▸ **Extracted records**
*** Begin section ***
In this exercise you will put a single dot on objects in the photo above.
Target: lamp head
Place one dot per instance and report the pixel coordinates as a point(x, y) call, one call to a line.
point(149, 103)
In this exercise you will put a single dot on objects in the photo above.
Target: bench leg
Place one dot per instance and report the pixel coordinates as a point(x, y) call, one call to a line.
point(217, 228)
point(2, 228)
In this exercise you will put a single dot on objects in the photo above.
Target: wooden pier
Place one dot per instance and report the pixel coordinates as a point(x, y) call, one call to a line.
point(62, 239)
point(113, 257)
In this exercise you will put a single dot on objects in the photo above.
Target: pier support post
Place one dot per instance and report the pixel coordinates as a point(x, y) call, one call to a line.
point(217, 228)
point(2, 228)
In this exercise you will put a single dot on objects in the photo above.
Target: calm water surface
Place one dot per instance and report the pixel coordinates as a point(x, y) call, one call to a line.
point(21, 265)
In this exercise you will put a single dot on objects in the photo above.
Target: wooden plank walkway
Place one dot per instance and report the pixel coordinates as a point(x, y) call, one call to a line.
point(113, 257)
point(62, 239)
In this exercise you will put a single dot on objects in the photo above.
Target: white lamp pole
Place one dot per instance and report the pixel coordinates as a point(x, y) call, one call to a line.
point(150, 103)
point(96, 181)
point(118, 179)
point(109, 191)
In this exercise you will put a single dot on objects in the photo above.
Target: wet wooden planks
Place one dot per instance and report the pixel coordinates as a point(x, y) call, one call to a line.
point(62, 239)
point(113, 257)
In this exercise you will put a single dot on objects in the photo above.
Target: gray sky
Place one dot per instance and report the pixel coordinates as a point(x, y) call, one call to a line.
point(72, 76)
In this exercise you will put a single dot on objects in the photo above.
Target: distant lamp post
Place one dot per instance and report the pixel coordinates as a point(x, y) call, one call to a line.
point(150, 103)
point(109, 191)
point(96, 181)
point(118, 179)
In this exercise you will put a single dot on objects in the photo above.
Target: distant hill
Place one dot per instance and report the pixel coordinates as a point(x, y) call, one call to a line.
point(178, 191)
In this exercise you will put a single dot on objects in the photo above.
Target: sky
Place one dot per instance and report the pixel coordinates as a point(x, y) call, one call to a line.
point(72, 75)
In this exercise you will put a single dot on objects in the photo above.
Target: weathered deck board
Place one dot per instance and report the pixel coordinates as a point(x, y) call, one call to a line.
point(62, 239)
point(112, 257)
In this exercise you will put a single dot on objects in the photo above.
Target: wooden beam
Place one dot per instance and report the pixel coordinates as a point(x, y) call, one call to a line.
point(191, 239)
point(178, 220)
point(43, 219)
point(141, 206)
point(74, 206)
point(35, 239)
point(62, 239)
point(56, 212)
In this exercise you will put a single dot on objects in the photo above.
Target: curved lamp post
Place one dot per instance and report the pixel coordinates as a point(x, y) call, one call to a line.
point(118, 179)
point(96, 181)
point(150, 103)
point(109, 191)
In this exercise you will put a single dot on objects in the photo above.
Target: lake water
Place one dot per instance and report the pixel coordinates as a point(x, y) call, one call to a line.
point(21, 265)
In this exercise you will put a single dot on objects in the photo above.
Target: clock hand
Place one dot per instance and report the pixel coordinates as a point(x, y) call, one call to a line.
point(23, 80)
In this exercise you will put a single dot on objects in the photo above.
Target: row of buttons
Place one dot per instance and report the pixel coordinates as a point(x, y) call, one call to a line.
*** End section ***
▸ **WORK ORDER**
Word for word, restate the lines above.

▸ **ANSWER SPACE**
In this exercise you will put a single dot on objects in the photo above.
Target: lamp head
Place one dot per instance and report the pixel coordinates as a point(x, y) call, one call to a line.
point(149, 103)
In this exercise you will put a single dot on objects in the photo above.
Target: bench leg
Place one dot per instance and report the pixel coordinates as a point(x, y) call, one call to a line.
point(217, 228)
point(2, 228)
In this exercise you will put a single dot on objects in the photo above.
Target: wooden pier
Place one dot per instance and report the pixel coordinates as a point(x, y) call, one call to a line.
point(62, 239)
point(113, 257)
In this exercise you will put a single dot on objects in the photo above.
Target: pier support post
Place one dot per instance and report the pixel coordinates as a point(x, y) call, one call to a line.
point(217, 228)
point(2, 228)
In this exercise you will put a single dot on objects in the photo above.
Target: calm water surface
Place one dot per instance and report the pixel coordinates as a point(x, y) call, one call to a line.
point(21, 265)
In this exercise you will put a single dot on objects in the photo above.
Target: wooden plank walkway
Place one dot per instance and report the pixel coordinates as a point(x, y) call, one call to a line.
point(113, 257)
point(62, 239)
In this exercise you will put a single dot on objects in the photo above.
Target: white lamp pole
Place one dot per instance and report the pixel coordinates as a point(x, y) call, one call to a line.
point(150, 103)
point(96, 181)
point(118, 179)
point(109, 191)
In this exercise you will put a single dot on objects in the photo above.
Target: wet wooden planks
Place one dot per instance and report the pixel coordinates as a point(x, y) call, one call to a line.
point(62, 239)
point(113, 257)
In this exercise you will put a single dot on objects in the photo above.
Target: gray sky
Place one dot per instance and report the pixel coordinates as a point(x, y) call, one call to a line.
point(72, 76)
In this exercise you will put a single dot on objects in the photo above.
Target: distant lamp post
Place one dot per instance and report the pixel coordinates as a point(x, y) call, one call to a line.
point(150, 103)
point(109, 191)
point(96, 181)
point(118, 179)
In this exercise you will put a single dot on objects in the photo above.
Target: distant hill
Place one dot per instance and report the pixel coordinates as a point(x, y) call, one call to a line.
point(178, 191)
In this exercise you will put a single dot on objects in the photo above.
Target: sky
Place one dot per instance and report the pixel coordinates as a point(x, y) call, one call to a line.
point(72, 75)
In this exercise you will put a single dot on objects in the photo above.
Target: weathered deck board
Place one dot per instance and report the pixel coordinates as a point(x, y) call, one call to a line.
point(62, 239)
point(112, 257)
In this exercise you will put a single dot on objects in the photo above.
Target: wooden beam
Place one dot per instance and report the pixel coordinates as a point(x, y) call, one call to a line.
point(191, 239)
point(178, 220)
point(43, 219)
point(141, 206)
point(74, 206)
point(35, 239)
point(62, 239)
point(56, 212)
In this exercise you will put a single dot on objects in the photo above.
Target: curved lamp post
Place one dot per instance and report the pixel coordinates as a point(x, y) call, one call to a line.
point(118, 179)
point(96, 181)
point(150, 103)
point(109, 191)
In this exercise you will put a single dot on objects in the photo above.
Target: lake water
Place one dot per instance and report the pixel coordinates as a point(x, y) call, one call to a line.
point(21, 265)
In this exercise you will put a single dot on objects in the photo above.
Target: clock hand
Place one dot per instance and report the pixel coordinates as a point(x, y) call, one call to a line.
point(23, 80)
In this exercise you will put a single dot on objects in the photo above.
Target: row of buttons
Place one dot per instance and report the pixel coordinates as a point(x, y) call, one call to a line.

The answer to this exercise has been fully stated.